== WHAT THIS TASK INVOLVES ==
What you should repeat is the run of lines from the top of the listing below through the line with "Target: yellow green maple leaf", exactly, with no pictures.

== RECORDED INFORMATION ==

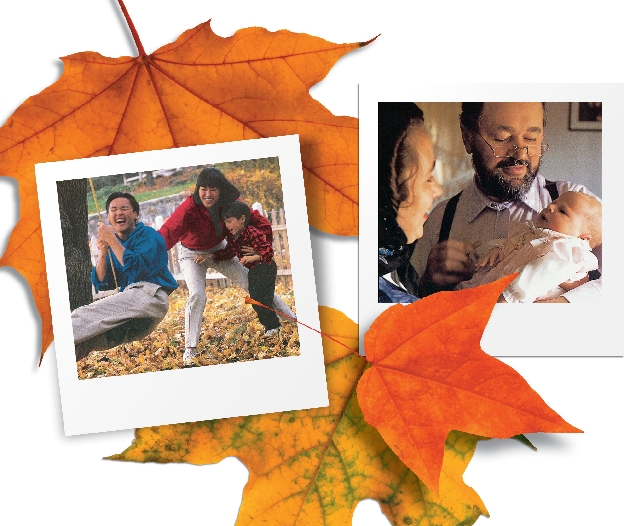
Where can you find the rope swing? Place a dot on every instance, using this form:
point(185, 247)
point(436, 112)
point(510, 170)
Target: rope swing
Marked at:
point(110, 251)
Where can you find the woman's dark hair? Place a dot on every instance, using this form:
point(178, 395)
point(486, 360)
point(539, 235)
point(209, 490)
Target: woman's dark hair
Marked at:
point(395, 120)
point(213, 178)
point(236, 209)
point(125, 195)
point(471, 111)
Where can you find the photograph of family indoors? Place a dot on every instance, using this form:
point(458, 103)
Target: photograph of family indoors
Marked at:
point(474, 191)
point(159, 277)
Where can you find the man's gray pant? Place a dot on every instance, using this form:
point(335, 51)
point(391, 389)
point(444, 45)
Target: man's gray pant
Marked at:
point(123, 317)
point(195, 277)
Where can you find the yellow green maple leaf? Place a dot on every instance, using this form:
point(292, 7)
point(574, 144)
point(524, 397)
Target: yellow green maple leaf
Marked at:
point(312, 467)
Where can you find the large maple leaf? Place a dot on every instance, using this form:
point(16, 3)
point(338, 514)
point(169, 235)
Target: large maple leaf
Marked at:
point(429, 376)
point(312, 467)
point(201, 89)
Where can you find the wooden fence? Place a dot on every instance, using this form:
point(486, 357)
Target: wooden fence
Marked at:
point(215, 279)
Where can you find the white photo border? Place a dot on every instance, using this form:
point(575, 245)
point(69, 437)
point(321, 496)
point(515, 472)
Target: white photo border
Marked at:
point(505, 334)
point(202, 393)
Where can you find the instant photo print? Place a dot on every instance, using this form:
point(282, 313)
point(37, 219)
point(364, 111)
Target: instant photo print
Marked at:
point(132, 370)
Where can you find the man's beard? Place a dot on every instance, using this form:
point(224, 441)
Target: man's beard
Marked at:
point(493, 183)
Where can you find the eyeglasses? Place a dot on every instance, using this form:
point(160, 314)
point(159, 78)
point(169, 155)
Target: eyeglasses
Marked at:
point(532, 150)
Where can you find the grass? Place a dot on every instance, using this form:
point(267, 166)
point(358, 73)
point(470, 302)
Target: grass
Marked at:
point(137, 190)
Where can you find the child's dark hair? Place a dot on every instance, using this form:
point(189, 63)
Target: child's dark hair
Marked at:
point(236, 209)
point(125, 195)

== FINISHED TASK ==
Where can you find the rope swing? Place a dot on every instance, using this form:
point(185, 247)
point(436, 112)
point(510, 170)
Target: rope swing
Marked at:
point(110, 251)
Where can you find the woman's dark hair? Place a dot on every instance, using this form:
point(178, 395)
point(486, 360)
point(539, 235)
point(209, 490)
Target: woman's dark hair
Marked at:
point(395, 120)
point(213, 178)
point(236, 209)
point(125, 195)
point(471, 111)
Where can you find the photograph of family indoors? Place a dot on every instance, using this form:
point(458, 103)
Target: photograph of family indoors
Marked at:
point(474, 191)
point(159, 277)
Where can you find the man's gray pant? Place a dot on every instance, using this form:
point(335, 51)
point(391, 389)
point(444, 45)
Target: man's gray pant
Marked at:
point(123, 317)
point(195, 277)
Where can you find the yellow green maple leaf? Place a dot on every instance, using this form:
point(292, 7)
point(574, 144)
point(524, 397)
Target: yellow green maple leaf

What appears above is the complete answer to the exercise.